Source text -
====
Hey there.

You know who you are, and thanks to the Google Doc scam yesterday, so do all of your contacts. You clicked on that Google Docs email, didn’t you?

It’s okay. You can fix it, and forgiveness is just around the corner.

First a lesson: never click on a suspicious email, especially if it has an attachment or looks familiar yet a little bit off. This was a pretty sophisticated attack, and if you clicked on the doc, you probably gave the scammers permission to access contacts and your drive. Which can be a larger problem if you have your taxes or other personal docs stored in Google Drive and not protected.

So here are some steps to take, although even they are not perfect. You are your own best defense from hacker attacks, so be vigilant.

Turn on Multifactor Authentication

Almost every email system, banking system, or other secure app offers you the option for multi-factor authentication: use it.

In fact, if you do not have it activated on your accounts, go do it now. I’ll wait. All multifactor authentication means is if you sign in from an unfamiliar computer, you will either need to get a text message or an email to a backup account before you can get access.

Is this inconvenient? It can be.  It is also very inconvenient to criminals who do not have access to your phone or the other email address and can save you from a serious security breach.

Revoke Access

Go to your Google account. https://myaccount.google.com/permissions. Scroll down to Google Docs, and revoke access.

This denies the app access to your docs and contacts, things you gave it permission to view by clicking on the email you received. This won’t change what the hackers may already have seen, but it will keep them from getting any more information.
====
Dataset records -
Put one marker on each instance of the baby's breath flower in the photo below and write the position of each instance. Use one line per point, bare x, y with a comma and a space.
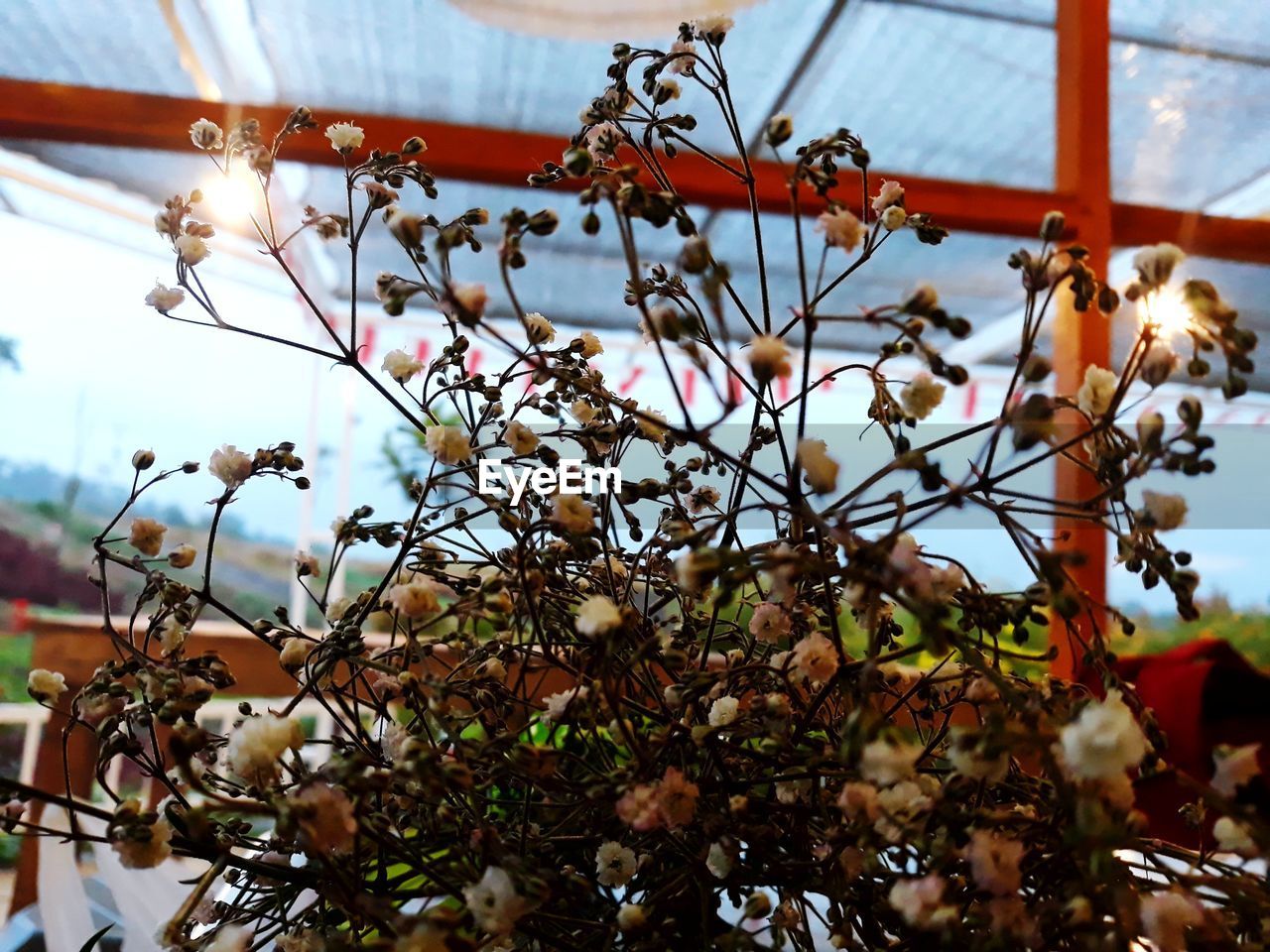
145, 847
597, 615
724, 711
257, 744
400, 366
921, 397
1155, 264
883, 762
921, 902
841, 229
572, 513
539, 329
146, 536
1234, 767
164, 298
889, 195
769, 358
1166, 511
816, 658
1095, 394
770, 622
230, 466
615, 864
46, 685
821, 468
1103, 740
414, 598
206, 135
448, 444
191, 249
====
Written request A - Transcribe the stretch of the post about the Google Docs scam from "It’s okay. You" through "and not protected.".
Written request B -
Answer these from the post about the Google Docs scam:
(i) According to the post, clicking on the doc probably gave the scammers permission to access which two things?
(ii) When you sign in from an unfamiliar computer with multifactor authentication on, what might you need to get before you can gain access?
(iii) On the Google account permissions page, what should you scroll down to before revoking access?
Written request C - Extend the post about the Google Docs scam, picking up right after its final sentence.

Task output A -
It’s okay. You can fix it, and forgiveness is just around the corner.

First a lesson: never click on a suspicious email, especially if it has an attachment or looks familiar yet a little bit off. This was a pretty sophisticated attack, and if you clicked on the doc, you probably gave the scammers permission to access contacts and your drive. Which can be a larger problem if you have your taxes or other personal docs stored in Google Drive and not protected.

Task output B -
(i) Your contacts and your drive.
(ii) Either a text message or an email to a backup account.
(iii) Google Docs.

Task output C -
Change Your Password

When was the last time you did this? If the answer is anytime before Christmas, you should be ashamed anyway, but I forgive you. I’m here to help.

Change your password now, and change it every quarter. Set up a calendar reminder, a phone alarm, something. But change your passwords often and make sure they are strong ones.

Lock Down Cloud Storage

You do know that you can secure documents, right? You can require a password to access them at all, or even limit copying and pasting and editing. This is easy to do with both PDF, Word, and other documents.

This is the security equivalent of locking your front door: an experienced burglar (or hacker in this case) can unlock your files or pick a lock. However, not locking down sensitive files is the same as leaving your door open. It’s like an invitation, and your identity and personal information become fair game.

Report It

If you get a phishing scam, report it to the company it supposedly came from, in this case, Google. The company and others use this information to fix problems and bugs. For instance, if you get a fake email that appears to be from PayPal or Microsoft, report it to them.

Don’t assume someone else will report it. The broader picture the company gets of the scam, the more quickly they can move to fix it.

Ask Forgiveness

If you did click on the doc, and thousands of your closest friends got hacked too, apologize. The best way is often with a bottle of fine whiskey.

In fact, I got emails from at least 20 of you yesterday. I am waiting. Email me if you need my mailing address to ship it to me.

Just don’t send your request in a Google Doc.


Also published on Medium.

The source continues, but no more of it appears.